Directions for this task | Could you show all lines in the entries below that contain the string "club"?

______

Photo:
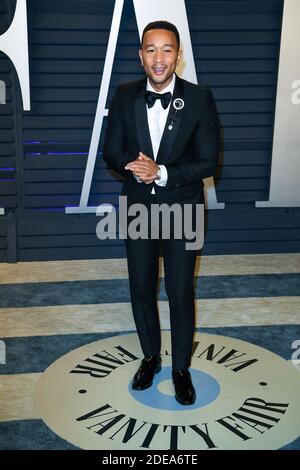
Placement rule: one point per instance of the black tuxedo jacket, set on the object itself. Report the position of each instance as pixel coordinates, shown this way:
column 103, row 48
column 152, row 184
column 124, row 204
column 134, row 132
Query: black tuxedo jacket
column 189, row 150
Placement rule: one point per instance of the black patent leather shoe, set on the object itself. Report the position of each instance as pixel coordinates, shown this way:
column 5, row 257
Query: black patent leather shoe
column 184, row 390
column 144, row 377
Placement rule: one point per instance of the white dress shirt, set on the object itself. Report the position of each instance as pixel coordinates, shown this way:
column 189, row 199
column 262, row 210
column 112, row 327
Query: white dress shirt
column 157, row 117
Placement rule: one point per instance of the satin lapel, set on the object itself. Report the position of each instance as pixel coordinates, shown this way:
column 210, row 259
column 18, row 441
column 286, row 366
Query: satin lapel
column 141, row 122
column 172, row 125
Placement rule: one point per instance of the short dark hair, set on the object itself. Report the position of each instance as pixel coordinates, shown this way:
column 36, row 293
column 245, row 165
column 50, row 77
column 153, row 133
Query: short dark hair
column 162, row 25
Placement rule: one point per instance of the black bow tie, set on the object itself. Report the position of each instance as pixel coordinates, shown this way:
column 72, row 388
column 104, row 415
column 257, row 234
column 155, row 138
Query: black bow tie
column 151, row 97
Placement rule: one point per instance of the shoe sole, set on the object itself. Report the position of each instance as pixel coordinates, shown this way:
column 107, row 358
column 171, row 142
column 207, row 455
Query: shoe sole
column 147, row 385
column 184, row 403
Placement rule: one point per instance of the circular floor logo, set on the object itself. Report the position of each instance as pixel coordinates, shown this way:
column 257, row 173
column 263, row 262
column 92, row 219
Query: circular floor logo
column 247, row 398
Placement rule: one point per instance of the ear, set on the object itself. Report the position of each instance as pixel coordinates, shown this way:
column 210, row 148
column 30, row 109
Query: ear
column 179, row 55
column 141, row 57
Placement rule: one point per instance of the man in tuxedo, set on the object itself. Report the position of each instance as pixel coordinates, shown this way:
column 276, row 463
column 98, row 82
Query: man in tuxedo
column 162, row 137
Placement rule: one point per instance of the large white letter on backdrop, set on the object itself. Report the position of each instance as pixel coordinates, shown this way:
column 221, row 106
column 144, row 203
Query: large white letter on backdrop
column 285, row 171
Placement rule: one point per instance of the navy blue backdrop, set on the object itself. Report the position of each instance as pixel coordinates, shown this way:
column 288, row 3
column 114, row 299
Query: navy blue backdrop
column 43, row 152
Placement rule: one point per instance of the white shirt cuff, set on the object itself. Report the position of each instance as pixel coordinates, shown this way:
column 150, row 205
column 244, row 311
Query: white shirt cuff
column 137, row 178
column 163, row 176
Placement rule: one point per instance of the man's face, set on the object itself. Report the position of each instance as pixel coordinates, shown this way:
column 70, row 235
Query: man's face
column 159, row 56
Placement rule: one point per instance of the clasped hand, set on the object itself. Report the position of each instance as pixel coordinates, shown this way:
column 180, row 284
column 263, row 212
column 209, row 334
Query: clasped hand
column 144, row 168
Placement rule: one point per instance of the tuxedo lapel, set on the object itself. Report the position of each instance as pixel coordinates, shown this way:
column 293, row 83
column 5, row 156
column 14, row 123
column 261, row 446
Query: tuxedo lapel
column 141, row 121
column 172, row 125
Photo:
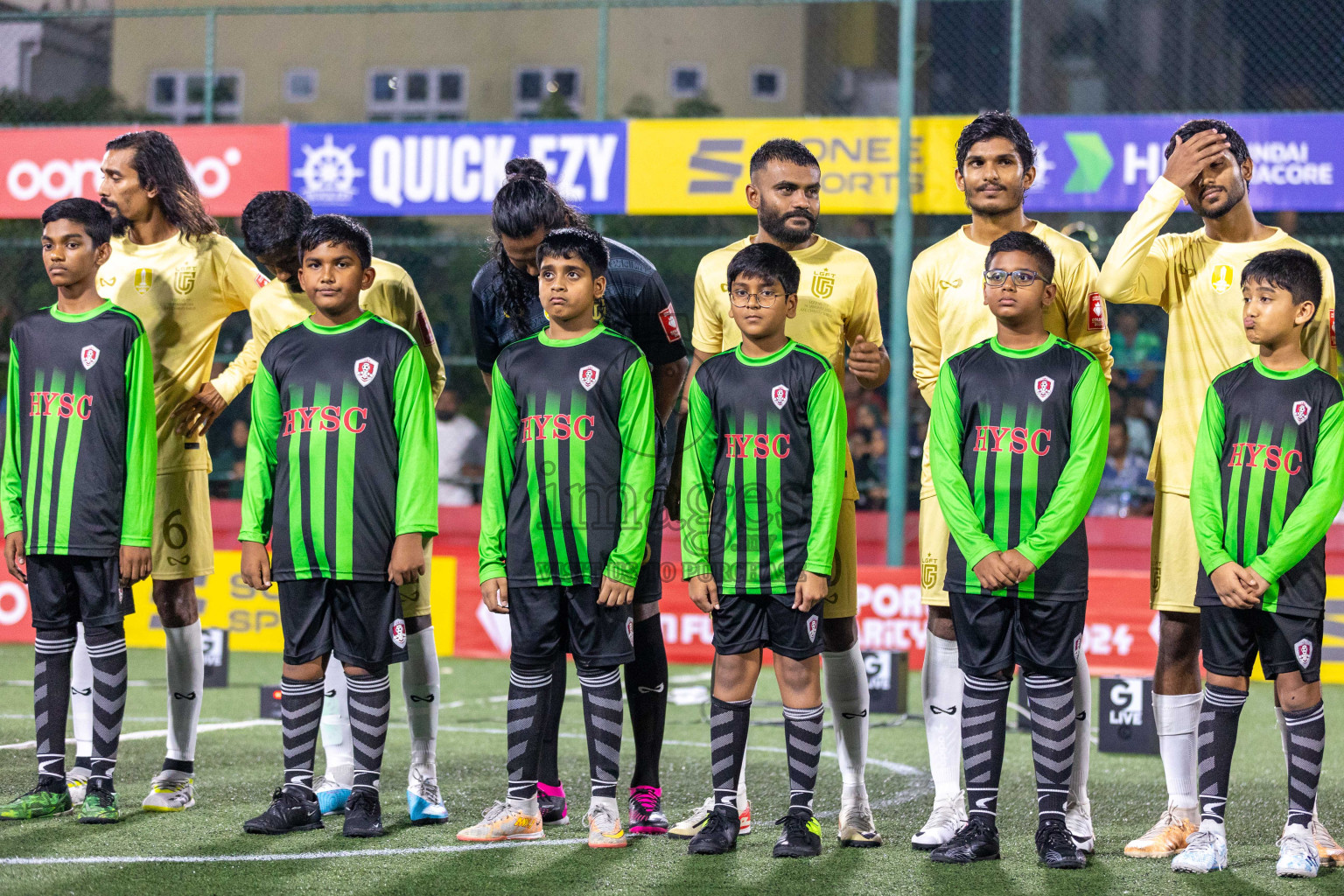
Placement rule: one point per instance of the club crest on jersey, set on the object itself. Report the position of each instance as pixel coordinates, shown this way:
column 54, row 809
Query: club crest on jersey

______

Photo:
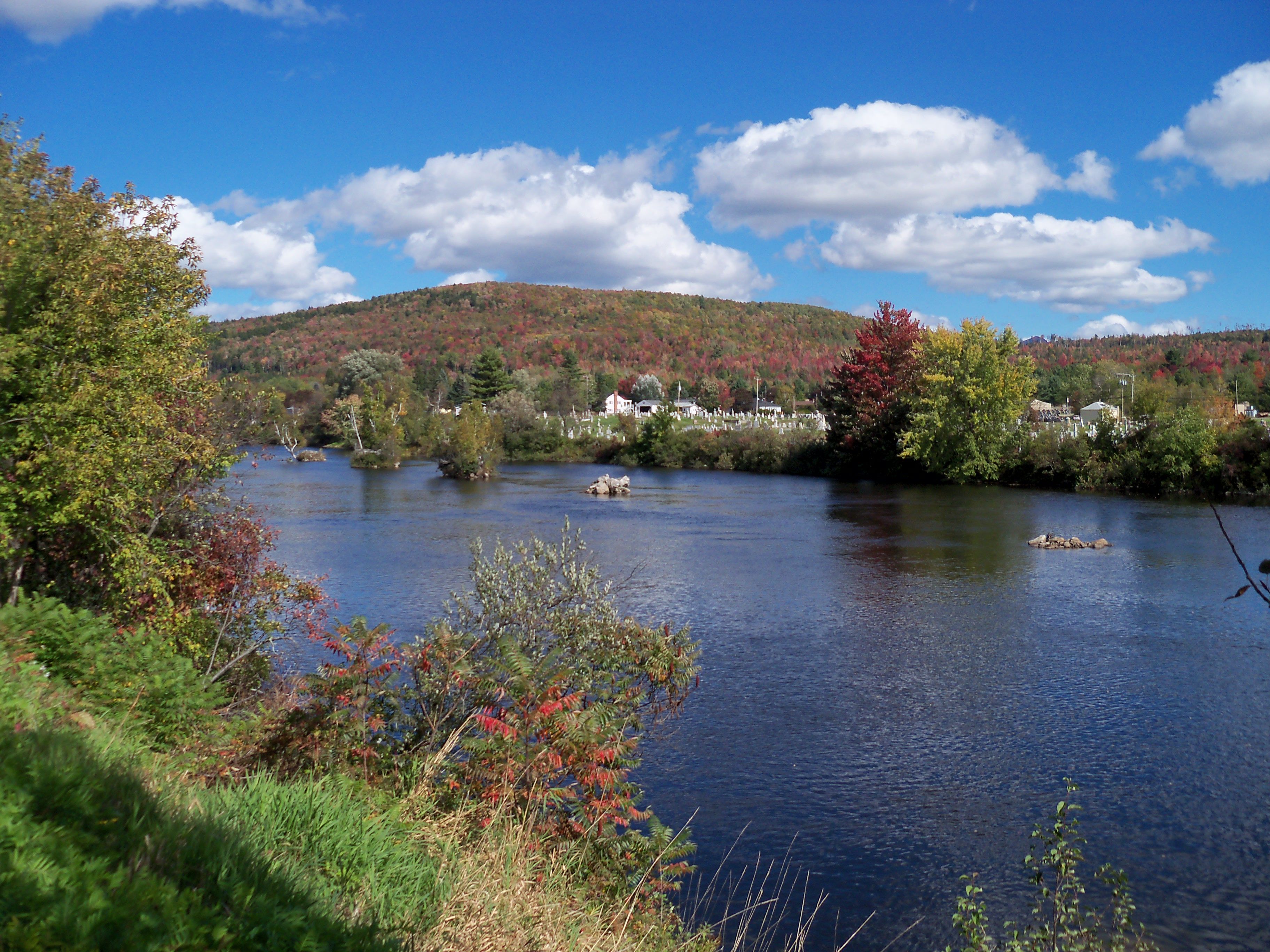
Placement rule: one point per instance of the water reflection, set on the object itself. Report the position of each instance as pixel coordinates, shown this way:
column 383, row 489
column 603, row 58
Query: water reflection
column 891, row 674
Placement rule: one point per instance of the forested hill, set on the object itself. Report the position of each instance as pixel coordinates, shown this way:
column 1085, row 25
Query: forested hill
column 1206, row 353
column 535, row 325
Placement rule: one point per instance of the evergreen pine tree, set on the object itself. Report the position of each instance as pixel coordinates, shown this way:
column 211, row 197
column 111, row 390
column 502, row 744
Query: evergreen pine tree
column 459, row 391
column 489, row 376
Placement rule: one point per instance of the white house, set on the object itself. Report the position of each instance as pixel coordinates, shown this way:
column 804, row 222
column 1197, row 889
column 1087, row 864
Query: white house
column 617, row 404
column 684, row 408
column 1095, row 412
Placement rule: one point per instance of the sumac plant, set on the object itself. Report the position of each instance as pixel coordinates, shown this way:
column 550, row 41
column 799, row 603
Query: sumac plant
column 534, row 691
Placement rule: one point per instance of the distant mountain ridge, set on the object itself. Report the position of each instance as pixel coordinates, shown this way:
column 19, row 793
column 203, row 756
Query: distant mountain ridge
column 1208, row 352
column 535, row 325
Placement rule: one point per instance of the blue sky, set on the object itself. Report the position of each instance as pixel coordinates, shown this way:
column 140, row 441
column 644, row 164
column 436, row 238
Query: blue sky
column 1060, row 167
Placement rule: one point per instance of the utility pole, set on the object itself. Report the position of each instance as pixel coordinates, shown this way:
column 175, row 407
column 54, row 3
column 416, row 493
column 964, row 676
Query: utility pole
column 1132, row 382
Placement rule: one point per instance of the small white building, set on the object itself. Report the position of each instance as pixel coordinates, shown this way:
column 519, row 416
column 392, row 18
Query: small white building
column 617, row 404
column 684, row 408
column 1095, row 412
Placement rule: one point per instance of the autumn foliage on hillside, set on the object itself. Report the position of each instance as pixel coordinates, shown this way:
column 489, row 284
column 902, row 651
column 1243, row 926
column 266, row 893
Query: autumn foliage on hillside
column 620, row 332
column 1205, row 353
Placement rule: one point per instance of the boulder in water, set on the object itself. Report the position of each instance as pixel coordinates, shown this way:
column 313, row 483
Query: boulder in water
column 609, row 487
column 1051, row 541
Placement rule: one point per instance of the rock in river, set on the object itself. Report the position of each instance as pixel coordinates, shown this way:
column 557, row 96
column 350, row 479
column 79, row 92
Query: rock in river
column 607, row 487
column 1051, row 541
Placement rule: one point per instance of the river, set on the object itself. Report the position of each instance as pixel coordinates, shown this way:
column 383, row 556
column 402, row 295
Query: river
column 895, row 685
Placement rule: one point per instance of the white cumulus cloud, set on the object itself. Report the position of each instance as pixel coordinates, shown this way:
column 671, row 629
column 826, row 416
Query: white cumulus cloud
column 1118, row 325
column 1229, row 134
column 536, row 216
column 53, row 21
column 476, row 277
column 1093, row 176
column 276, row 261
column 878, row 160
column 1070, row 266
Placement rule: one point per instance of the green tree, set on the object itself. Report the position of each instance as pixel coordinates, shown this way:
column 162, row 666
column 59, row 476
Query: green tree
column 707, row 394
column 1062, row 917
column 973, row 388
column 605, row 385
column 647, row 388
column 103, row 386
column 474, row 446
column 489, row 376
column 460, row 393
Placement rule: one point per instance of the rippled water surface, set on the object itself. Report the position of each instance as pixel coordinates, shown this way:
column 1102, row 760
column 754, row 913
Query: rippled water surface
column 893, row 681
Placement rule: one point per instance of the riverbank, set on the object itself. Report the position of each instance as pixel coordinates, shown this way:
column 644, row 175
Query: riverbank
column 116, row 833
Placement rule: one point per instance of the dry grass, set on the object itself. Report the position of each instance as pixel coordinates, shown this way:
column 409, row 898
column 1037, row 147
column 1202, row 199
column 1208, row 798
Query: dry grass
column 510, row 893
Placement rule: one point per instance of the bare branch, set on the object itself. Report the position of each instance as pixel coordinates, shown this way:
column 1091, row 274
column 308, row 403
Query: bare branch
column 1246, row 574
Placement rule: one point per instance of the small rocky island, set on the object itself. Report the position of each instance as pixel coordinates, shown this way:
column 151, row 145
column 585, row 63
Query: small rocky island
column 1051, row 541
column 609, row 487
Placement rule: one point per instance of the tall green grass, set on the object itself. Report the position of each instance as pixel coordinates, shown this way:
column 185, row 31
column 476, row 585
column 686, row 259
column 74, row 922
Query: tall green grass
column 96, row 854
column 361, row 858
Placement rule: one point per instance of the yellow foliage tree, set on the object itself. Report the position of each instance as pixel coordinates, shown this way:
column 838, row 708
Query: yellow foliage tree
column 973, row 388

______

The answer |
Placement rule: one point per instance of the club crest on jersey, set on the object itself. Report the position of each instance as pixel coordinates, shown this way:
Query: club crest on jersey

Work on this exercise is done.